CHALLENGE A
Report each line of the listing below that contains the string "buds", treating uppercase and lowercase letters as distinct.

— Start EXTRACT —

Are you sure your system is hot swap safe?  The whole log mess begins
with "someone reset channel A" which means the card detected a bus reset
but it didn't initiate the reset.  That's either going to be because
your system shouldn't be hot swap plugged and it triggered a spike on
the reset pin, or because your hot swap drive setup resets the bus on
unplug intentionally.  Knowing that would help.

So, the driver managed to get into the ahd_pause_and_flushwork()
function, probably while trying to queue the abort SCB, and while there
it detected an infinite loop and printed out the "Infinite interrupt
loop, INTSTAT = 8" message.  The INTSTAT value of 0x08 maps to SCSIINT,
so next you would look at the SCSIINT1 and SCSIINT2 registers to see
just *what* is causing the loop.  There you see SSTAT1[0x20]:(SCSIRSTI).

— End EXTRACT —
— Start RECORDS SHOWN —

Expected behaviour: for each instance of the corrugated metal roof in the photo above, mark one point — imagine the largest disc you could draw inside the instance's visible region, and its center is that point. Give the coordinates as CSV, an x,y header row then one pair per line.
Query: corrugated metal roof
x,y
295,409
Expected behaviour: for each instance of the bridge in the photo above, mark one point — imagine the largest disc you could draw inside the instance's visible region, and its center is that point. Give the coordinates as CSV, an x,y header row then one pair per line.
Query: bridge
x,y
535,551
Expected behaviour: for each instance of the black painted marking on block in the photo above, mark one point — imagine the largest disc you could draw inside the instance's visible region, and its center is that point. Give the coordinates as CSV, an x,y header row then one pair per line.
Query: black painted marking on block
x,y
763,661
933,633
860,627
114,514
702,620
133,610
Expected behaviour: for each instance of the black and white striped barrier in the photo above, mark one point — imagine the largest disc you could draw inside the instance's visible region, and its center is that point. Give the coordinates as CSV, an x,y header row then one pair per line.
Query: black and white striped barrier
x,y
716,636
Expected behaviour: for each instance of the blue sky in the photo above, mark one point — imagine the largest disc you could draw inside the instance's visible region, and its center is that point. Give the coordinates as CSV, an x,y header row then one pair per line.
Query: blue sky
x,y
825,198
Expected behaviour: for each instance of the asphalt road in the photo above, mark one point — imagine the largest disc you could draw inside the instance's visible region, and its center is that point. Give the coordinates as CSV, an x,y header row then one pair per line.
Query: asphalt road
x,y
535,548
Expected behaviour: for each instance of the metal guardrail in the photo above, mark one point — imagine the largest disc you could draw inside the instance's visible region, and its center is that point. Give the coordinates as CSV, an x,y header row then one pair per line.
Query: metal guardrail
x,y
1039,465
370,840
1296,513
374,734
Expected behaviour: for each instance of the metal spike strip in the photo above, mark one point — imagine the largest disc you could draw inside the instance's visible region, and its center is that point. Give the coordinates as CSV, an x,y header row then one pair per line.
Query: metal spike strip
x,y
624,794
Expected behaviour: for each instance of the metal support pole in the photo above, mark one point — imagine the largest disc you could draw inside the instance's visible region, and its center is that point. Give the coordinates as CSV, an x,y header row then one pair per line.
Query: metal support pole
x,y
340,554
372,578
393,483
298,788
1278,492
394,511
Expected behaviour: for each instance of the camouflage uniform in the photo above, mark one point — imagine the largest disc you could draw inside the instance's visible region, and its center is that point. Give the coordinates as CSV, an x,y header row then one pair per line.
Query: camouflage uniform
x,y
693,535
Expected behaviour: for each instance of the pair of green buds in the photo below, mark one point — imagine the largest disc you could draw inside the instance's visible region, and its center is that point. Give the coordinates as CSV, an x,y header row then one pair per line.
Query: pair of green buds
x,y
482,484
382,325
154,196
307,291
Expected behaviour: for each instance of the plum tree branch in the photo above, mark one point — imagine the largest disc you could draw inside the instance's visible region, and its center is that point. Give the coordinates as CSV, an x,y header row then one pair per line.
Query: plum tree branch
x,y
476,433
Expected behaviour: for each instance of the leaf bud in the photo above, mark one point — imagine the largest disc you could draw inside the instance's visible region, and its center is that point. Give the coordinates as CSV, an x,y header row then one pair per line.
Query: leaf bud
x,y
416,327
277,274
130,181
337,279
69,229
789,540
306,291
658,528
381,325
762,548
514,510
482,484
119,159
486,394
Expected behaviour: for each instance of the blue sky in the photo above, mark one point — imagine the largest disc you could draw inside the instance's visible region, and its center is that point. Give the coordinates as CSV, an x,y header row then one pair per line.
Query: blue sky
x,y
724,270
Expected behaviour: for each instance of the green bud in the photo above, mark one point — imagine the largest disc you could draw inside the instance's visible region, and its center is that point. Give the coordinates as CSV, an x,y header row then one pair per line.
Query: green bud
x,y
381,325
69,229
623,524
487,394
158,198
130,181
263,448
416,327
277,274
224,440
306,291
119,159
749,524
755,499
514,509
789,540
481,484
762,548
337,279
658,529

— End RECORDS SHOWN —

CHALLENGE B
From the bus-reset explanation above, return the passage starting at "function, probably while" and ending at "you see SSTAT1[0x20]:(SCSIRSTI).", copied word for word.

PROBLEM SOLUTION A
Expected behaviour: for each instance of the pair of green buds in the photo below, mark one point — imagine the largest disc you could draw inside the instance's visible region, and its center is that point. Give the coordinates as CSV, an x,y header row then one pair per line.
Query: pair of green buds

PROBLEM SOLUTION B
function, probably while trying to queue the abort SCB, and while there
it detected an infinite loop and printed out the "Infinite interrupt
loop, INTSTAT = 8" message.  The INTSTAT value of 0x08 maps to SCSIINT,
so next you would look at the SCSIINT1 and SCSIINT2 registers to see
just *what* is causing the loop.  There you see SSTAT1[0x20]:(SCSIRSTI).